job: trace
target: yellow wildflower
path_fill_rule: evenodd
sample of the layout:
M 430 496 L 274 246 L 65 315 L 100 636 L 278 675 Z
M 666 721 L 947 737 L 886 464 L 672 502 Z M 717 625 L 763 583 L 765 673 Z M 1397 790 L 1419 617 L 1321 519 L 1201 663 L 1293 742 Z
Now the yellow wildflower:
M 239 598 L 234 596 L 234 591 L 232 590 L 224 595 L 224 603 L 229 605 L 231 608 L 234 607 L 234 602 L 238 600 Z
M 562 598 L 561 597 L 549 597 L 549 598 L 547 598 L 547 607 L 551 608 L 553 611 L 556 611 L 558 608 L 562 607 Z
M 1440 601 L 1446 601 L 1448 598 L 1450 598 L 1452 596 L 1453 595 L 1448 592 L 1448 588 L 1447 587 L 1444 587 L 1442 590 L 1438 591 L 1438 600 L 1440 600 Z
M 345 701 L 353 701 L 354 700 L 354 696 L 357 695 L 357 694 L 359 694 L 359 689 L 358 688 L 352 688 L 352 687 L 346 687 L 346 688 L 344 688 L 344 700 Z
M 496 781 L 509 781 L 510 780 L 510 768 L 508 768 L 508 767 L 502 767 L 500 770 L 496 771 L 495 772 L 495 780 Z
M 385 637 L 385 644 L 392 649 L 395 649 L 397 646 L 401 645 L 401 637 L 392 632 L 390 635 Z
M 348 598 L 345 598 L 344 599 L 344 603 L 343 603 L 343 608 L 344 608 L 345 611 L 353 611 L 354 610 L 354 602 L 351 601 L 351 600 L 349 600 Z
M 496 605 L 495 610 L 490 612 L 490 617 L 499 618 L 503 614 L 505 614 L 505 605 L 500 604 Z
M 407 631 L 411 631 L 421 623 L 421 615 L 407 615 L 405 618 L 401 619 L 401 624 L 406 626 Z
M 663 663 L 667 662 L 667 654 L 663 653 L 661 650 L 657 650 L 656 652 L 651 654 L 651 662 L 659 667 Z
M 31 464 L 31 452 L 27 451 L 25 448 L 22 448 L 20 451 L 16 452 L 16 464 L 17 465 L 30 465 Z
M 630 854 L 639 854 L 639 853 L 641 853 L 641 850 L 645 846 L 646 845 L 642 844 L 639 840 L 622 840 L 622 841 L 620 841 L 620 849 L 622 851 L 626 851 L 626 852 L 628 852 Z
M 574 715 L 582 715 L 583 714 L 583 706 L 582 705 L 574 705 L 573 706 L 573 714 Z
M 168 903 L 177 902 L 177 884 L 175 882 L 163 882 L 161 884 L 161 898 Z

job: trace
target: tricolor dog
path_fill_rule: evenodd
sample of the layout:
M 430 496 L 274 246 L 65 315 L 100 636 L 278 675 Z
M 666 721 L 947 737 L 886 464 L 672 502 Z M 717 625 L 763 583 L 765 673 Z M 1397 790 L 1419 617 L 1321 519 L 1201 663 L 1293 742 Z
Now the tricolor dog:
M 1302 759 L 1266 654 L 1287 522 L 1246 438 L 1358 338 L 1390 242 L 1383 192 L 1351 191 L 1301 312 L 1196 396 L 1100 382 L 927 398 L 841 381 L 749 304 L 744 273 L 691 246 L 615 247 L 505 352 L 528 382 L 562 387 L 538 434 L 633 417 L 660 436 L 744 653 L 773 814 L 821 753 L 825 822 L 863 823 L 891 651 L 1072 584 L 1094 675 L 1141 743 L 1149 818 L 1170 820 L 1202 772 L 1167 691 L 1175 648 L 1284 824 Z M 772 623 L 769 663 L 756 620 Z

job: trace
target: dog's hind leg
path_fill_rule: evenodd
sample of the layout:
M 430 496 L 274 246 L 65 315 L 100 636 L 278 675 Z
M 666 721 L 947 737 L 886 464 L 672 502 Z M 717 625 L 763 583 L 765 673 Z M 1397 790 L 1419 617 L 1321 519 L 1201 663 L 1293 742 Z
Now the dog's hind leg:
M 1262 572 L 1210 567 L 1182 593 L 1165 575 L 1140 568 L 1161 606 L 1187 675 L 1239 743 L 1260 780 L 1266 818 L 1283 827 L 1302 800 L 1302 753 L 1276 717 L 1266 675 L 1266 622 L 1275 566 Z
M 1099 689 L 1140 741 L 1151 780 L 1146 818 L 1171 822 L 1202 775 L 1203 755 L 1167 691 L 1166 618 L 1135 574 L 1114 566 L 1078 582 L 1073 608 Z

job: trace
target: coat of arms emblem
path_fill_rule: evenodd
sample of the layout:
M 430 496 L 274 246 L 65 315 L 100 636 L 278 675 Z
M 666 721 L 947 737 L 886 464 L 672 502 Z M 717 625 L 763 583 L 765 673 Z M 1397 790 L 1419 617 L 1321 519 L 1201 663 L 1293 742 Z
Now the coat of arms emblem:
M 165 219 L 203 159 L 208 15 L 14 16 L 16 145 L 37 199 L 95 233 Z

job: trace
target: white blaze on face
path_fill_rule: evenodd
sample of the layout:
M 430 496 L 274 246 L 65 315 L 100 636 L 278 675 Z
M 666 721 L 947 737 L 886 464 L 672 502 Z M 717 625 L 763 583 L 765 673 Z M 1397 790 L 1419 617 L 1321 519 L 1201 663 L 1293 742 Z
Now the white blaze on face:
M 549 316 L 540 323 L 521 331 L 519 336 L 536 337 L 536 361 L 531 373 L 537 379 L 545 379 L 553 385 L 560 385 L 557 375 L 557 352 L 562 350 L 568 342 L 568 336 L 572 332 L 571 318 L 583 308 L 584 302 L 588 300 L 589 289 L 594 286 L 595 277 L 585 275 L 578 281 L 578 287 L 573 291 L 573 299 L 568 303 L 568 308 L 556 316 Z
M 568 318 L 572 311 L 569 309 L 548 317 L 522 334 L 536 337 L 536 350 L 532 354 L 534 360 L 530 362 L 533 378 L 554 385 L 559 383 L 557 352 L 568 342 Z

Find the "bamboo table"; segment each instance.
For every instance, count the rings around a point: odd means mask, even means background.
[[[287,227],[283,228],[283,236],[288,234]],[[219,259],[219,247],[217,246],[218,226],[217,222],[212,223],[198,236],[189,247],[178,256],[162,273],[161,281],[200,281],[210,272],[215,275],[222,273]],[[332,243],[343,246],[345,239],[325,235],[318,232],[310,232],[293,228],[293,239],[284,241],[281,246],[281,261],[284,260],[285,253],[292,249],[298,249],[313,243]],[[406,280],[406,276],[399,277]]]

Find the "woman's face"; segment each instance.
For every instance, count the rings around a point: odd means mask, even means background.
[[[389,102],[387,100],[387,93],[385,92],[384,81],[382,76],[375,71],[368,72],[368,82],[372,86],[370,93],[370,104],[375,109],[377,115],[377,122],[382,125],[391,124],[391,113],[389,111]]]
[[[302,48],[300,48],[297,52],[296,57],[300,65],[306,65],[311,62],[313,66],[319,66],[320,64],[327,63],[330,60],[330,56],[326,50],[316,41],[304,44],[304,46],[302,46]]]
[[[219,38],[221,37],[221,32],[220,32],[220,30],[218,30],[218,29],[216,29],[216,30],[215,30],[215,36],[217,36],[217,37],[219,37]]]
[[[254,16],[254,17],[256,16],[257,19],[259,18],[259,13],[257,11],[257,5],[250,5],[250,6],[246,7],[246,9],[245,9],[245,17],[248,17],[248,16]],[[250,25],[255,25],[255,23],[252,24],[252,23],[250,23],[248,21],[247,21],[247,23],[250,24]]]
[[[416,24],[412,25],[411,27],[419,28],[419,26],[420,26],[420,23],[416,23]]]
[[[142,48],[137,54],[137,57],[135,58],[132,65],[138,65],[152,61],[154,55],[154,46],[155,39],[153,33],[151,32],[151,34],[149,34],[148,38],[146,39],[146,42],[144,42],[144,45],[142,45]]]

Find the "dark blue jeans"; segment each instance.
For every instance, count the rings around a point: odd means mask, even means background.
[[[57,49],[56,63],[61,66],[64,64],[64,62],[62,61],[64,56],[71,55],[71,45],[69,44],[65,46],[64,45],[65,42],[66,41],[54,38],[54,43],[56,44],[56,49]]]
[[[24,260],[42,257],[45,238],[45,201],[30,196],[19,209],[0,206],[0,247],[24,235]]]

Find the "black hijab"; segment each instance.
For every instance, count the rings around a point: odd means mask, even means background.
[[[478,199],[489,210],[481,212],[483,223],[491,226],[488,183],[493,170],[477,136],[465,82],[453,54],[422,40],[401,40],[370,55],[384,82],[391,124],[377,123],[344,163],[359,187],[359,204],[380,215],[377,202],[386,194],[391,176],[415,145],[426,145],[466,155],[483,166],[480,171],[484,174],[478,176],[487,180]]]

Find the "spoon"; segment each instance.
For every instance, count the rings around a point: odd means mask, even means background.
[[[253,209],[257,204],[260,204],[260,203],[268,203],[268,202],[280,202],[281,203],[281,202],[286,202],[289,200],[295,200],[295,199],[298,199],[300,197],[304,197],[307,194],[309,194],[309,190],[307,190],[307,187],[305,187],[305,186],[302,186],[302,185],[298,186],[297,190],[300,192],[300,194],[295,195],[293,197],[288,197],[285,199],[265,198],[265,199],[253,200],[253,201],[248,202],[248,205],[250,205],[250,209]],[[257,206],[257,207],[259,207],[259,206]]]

[Exercise requirements] If a line in the records above contains the word "each", copy it.

[Written answer]
Find the "bamboo table"; segment each instance.
Find the "woman's face"; segment each instance.
Find the "dark blue jeans"; segment each instance.
Find the "black hijab"; segment each instance.
Find the "spoon"; segment each instance.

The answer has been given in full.